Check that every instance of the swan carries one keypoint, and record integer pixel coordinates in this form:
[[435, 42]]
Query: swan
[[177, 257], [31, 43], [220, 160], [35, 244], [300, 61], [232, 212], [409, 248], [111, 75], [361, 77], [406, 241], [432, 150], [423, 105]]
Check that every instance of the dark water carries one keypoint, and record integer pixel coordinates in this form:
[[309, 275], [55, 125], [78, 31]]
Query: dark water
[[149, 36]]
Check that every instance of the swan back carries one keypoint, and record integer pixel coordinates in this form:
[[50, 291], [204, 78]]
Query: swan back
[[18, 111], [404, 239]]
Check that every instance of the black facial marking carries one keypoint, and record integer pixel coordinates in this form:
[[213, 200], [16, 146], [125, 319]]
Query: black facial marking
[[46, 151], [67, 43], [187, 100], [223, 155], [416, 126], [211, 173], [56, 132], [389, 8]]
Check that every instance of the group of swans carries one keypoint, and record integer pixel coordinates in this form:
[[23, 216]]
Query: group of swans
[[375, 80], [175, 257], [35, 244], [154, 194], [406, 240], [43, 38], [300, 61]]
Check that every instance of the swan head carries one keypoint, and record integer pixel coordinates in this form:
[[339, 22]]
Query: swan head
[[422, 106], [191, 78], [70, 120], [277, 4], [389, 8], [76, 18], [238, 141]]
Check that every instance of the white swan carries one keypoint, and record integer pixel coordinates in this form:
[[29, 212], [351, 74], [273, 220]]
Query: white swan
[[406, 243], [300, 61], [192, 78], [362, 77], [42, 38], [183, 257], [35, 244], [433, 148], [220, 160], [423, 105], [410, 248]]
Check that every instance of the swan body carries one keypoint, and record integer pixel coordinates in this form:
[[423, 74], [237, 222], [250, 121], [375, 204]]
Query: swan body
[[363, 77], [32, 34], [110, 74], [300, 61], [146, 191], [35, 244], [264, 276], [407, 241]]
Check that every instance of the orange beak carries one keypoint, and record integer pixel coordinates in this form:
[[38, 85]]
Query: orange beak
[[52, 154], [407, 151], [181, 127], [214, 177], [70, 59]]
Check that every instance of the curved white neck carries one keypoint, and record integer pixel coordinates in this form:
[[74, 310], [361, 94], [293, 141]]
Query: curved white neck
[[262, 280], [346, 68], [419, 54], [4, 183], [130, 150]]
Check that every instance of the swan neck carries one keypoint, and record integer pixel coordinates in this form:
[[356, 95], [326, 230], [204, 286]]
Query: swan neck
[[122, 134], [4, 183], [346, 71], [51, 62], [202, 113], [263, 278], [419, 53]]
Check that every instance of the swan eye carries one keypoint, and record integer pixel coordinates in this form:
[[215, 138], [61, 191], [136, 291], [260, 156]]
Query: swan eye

== Description of the task ==
Rename "keypoint" to "marker" throughout the records from the line containing "Check that every instance of the swan head" down to the line containing "105], [410, 248]]", and give back only those lines with nothing else changed.

== Output for this task ==
Check that every instance of the swan head carries one marker, and record integer pixel coordinates in this form:
[[339, 22]]
Query: swan head
[[422, 106], [191, 78], [70, 120], [277, 4], [389, 8], [76, 18], [238, 141]]
Check that every instance of the white swan carries one marker, and record integer pixel coordinates in this form:
[[29, 212], [351, 74], [273, 220]]
Query: white swan
[[406, 243], [300, 61], [192, 78], [362, 77], [42, 38], [183, 257], [35, 244], [433, 148], [220, 160], [423, 105], [410, 248]]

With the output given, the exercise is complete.